### Texto de origem
================
Por: Willian White
O rei Lampião
Com a exceção
da primeira, as demais fotos ficaram por conta e risco do Lampião Aceso).
Um projeto da envergadura e abrangência deste catálogo sobre Facas Brasileiras
precisa tratar, mesmo que em rápidas palavras, de um movimento típico do
Nordeste brasileiro que fez uso permanente e intensivo de diversos tipos de
armas brancas: o cangaço. Cangaço era o agrupamento de indivíduos em
bandos de variados tamanhos, desde 3 ou 4 a mais de uma centena, em geral
jovens oriundos da zona rural que se juntavam para cometer crimes
diversos, sempre motivados por três objetivos: vingar-se de alguém, proteger-se
de alguma vingança ou simplesmente ter uma “profissão” rendosa.
Não se sabe
exatamente com quem, onde ou quando esse tipo de atividade teve início.
Entretanto, se a localizarmos nos Estados de Pernambuco e Bahia nas primeiras
décadas do século 19 e, mais precisamente, de 1850 em diante, certamente
estaremos muito próximos da realidade. Importante para os objetivos desta
publicação é saber que seu apogeu ocorreu nas décadas de 1920 e 1930 do século
XX, período que coincidiu com o domínio absoluto do mais terrível
dos chefes cangaceiros: Virgulino Ferreira da Silva que, sob o vulgo de
Lampião, aterrorizou sete estados do Nordeste brasileiro.
================
### Material fornecido
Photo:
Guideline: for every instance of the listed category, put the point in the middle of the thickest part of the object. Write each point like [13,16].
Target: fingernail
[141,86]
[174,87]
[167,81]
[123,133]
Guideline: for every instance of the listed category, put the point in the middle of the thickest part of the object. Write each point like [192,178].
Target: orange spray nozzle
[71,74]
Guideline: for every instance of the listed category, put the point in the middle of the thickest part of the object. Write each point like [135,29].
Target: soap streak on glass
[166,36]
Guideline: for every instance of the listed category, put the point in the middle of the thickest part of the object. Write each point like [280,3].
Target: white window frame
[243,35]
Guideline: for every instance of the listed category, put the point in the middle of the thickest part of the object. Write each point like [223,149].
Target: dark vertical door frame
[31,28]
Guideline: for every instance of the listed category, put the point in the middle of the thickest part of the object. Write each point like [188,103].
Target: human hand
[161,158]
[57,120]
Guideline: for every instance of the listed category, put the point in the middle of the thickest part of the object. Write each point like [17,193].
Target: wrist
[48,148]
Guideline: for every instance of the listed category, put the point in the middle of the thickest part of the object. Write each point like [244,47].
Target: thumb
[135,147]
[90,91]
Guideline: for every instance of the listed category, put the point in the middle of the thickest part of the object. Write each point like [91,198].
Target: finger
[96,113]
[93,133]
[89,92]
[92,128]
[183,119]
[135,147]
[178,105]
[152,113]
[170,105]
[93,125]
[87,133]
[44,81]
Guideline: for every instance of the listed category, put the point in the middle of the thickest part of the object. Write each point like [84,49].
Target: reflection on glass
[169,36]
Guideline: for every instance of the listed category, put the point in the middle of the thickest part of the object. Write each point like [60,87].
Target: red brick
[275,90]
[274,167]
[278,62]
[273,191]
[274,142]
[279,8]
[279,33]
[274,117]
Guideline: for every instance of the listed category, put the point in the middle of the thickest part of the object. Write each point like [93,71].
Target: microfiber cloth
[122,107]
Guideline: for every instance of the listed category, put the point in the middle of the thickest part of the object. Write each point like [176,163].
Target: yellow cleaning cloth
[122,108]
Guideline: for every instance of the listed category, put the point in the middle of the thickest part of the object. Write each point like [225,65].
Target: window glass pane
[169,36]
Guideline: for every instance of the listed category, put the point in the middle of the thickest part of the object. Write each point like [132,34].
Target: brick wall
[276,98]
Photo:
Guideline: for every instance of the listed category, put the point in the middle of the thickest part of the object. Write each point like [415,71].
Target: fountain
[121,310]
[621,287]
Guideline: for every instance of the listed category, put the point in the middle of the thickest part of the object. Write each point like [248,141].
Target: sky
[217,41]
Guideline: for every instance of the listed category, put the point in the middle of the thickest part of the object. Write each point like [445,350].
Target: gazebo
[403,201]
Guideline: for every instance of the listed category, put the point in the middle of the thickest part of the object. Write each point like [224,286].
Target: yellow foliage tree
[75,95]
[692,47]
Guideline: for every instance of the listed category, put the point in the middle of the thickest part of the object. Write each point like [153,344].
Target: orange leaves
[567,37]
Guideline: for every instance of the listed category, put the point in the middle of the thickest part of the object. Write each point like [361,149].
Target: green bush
================
### Tarefas a realizar
[A] Transcreva sem alterações as linhas das entradas que vão da linha com "point like [445,350]." até o fim das entradas, incluindo as duas pontas.
[B] Escreva a sequência do texto sobre o cangaço, começando logo após a última frase dele.

### Respostas esperadas
[A]
Guideline: for every instance of the listed category, put the point in the middle of the thickest part of the object. Write each point like [445,350].
Target: gazebo
[403,201]
Guideline: for every instance of the listed category, put the point in the middle of the thickest part of the object. Write each point like [224,286].
Target: yellow foliage tree
[75,95]
[692,47]
Guideline: for every instance of the listed category, put the point in the middle of the thickest part of the object. Write each point like [153,344].
Target: orange leaves
[567,37]
Guideline: for every instance of the listed category, put the point in the middle of the thickest part of the object. Write each point like [361,149].
Target: green bush

[B]
Lampião nasceu a 4 de junho de 1898 no Sítio Passagem das Pedras, município de
Vila Bela, atual Serra Talhada, no Estado de Pernambuco. Desde muito cedo
mostrou-se dono de inteligência anormalmente desenvolvida para os padrões da
classe social a que pertencia. Era almocreve por profissão, além de hábil
produtor de arreios e roupas de couro, sanfoneiro, vaqueiro de primeira ordem,
amansador de burros e sabia ler e escrever regularmente. Por motivos ainda hoje
controversos, tornou-se cangaceiro com cerca de 16 anos juntamente com seus
irmãos Antônio, Livino e, posteriormente, Ezequiel.
Os irmãos Ferreira acabaram por unir forças com Sinhô Pereira, chefe do até
então principal grupo de cangaço em atividade na área e que, ao abandonar a
vida de bandoleiro por volta de junho de 1922, deixa seu bando sob o comando de
Lampião que à época contava apenas 24 anos. Foi agraciado com a falsa patente
de Capitão em 1926 por pressão de personalidades do Juazeiro do Norte (CE),
entre eles o Deputado Federal Floro Bartolomeu e o próprio Padre Cícero Romão
Batista com a intenção de que combatesse a Coluna Prestes, de passagem pela
região. Morreu na Grota de Angico, município de Porto da Folha (SE),
atualmente pertencente ao município de Poço Redondo, em 28 de julho de 1938,
aos 40 anos de idade e após 22 anos de atividade cangaceira ininterrupta.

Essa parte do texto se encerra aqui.